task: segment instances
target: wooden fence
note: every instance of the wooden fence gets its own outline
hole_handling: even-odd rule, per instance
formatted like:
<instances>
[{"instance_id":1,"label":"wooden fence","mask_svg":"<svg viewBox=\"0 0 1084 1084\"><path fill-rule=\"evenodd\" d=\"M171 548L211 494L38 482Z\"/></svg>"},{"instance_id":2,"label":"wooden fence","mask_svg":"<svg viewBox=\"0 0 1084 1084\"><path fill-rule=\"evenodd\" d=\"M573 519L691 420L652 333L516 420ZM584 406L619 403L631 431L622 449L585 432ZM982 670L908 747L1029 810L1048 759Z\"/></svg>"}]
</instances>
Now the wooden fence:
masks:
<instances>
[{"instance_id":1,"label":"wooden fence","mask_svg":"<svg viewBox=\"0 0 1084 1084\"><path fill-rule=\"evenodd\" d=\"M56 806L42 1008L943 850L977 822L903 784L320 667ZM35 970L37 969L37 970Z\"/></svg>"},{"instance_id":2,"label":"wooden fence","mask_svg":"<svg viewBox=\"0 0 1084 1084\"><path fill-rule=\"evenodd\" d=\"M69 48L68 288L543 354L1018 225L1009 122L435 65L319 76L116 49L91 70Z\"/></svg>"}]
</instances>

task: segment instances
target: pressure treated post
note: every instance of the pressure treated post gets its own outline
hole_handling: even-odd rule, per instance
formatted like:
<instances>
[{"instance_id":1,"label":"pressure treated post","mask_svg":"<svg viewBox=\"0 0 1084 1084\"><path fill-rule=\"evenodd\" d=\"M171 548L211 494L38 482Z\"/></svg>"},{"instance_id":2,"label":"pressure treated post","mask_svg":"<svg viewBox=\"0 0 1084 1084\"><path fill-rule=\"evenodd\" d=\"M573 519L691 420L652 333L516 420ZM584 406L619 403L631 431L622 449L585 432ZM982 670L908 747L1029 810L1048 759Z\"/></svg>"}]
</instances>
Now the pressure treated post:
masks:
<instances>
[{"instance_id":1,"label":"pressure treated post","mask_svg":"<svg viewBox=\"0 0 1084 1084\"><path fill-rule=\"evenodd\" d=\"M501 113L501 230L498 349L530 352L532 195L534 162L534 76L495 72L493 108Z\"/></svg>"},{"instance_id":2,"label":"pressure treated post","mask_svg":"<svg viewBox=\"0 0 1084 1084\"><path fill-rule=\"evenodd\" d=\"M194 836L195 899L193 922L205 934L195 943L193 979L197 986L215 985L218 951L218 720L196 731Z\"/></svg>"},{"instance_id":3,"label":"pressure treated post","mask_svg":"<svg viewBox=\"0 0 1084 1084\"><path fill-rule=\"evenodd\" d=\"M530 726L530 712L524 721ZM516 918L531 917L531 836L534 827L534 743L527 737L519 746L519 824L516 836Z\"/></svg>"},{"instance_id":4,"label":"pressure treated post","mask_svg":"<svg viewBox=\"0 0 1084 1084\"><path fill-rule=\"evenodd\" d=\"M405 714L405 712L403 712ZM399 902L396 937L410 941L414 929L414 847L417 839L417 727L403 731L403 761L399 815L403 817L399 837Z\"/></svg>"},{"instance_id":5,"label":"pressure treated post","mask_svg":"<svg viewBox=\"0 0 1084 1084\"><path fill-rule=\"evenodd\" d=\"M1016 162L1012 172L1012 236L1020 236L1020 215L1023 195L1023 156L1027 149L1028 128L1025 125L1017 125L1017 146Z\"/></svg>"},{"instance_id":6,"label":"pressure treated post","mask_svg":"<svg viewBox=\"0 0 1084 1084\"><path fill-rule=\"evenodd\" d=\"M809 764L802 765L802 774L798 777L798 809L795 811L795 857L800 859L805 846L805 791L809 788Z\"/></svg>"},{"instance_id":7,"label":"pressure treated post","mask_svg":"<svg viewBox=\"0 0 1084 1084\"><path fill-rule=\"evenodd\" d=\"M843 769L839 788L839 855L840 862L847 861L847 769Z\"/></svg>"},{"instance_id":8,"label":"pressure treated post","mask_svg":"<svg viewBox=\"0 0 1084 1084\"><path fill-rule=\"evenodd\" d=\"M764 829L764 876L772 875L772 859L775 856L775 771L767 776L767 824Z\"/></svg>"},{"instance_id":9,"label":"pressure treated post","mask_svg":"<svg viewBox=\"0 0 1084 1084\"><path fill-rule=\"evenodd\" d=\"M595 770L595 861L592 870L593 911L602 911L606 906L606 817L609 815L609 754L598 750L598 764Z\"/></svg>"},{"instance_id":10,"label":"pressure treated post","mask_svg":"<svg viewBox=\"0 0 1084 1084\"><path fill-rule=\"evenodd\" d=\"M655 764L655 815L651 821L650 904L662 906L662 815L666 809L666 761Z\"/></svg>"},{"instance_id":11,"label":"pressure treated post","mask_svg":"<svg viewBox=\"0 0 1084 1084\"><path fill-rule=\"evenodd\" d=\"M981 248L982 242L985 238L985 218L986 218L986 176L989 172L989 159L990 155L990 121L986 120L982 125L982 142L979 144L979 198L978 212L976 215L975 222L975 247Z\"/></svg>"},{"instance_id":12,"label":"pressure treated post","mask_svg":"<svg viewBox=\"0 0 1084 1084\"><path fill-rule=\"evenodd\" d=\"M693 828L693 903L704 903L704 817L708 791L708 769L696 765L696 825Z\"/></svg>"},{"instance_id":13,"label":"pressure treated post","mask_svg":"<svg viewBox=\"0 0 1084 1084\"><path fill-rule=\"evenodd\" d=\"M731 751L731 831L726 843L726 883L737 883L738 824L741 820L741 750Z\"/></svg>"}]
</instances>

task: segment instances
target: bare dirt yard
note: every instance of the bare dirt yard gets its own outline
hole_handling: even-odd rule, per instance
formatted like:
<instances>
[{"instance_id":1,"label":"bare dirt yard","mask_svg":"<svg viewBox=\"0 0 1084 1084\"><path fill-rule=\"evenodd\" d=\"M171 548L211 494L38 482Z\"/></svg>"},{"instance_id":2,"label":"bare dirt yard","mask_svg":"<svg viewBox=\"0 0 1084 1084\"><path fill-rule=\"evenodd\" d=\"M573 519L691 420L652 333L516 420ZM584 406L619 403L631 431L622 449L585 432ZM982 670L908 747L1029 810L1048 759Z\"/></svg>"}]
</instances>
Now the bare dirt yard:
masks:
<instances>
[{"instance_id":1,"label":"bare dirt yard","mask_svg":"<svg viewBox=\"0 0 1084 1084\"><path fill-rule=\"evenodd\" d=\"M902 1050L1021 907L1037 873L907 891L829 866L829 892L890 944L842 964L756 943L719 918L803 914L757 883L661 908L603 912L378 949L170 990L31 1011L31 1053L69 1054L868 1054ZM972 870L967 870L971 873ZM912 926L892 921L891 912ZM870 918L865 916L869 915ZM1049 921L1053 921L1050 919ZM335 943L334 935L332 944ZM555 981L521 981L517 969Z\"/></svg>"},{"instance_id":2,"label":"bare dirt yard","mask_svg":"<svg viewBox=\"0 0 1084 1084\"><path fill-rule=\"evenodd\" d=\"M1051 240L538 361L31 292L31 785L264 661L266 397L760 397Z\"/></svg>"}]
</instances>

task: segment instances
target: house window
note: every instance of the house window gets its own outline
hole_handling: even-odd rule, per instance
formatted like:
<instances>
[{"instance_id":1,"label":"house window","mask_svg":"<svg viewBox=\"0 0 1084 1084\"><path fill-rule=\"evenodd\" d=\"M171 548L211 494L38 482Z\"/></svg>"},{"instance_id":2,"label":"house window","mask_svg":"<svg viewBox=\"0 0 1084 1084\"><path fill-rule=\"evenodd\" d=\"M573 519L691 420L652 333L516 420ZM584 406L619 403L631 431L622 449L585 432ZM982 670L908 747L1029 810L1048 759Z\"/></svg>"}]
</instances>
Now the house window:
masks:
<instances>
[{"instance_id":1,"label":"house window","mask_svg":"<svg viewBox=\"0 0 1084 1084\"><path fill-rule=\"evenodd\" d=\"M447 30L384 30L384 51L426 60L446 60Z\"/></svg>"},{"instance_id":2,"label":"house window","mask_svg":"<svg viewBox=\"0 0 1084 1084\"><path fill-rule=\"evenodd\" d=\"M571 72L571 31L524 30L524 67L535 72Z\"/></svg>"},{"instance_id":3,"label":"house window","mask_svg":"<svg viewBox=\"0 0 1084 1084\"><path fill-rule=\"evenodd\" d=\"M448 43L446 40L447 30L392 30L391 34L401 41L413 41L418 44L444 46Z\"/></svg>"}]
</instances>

= = = = =

WHAT THE TASK ASKS: Report every line of the records above that contains the word "yard", copying each one in full.

CORRECT OUTPUT:
target: bare dirt yard
note: every instance of the bare dirt yard gets its own outline
[{"instance_id":1,"label":"bare dirt yard","mask_svg":"<svg viewBox=\"0 0 1084 1084\"><path fill-rule=\"evenodd\" d=\"M171 548L211 494L38 482Z\"/></svg>"},{"instance_id":2,"label":"bare dirt yard","mask_svg":"<svg viewBox=\"0 0 1084 1084\"><path fill-rule=\"evenodd\" d=\"M573 519L691 420L652 333L516 420ZM584 406L619 403L631 431L622 449L585 432ZM982 670L908 747L1029 810L1048 759Z\"/></svg>"}]
Now the bare dirt yard:
[{"instance_id":1,"label":"bare dirt yard","mask_svg":"<svg viewBox=\"0 0 1084 1084\"><path fill-rule=\"evenodd\" d=\"M902 1050L1021 907L1037 873L907 891L829 866L829 892L890 944L842 964L756 943L719 918L803 914L757 883L661 908L603 912L378 949L170 990L31 1011L31 1053L69 1054L868 1054ZM972 870L967 870L971 873ZM912 926L892 921L891 912ZM870 918L865 916L869 915ZM1049 921L1053 921L1050 919ZM335 943L334 935L332 944ZM555 981L521 981L517 969Z\"/></svg>"},{"instance_id":2,"label":"bare dirt yard","mask_svg":"<svg viewBox=\"0 0 1084 1084\"><path fill-rule=\"evenodd\" d=\"M1051 240L538 361L31 292L31 785L264 661L266 397L760 397Z\"/></svg>"}]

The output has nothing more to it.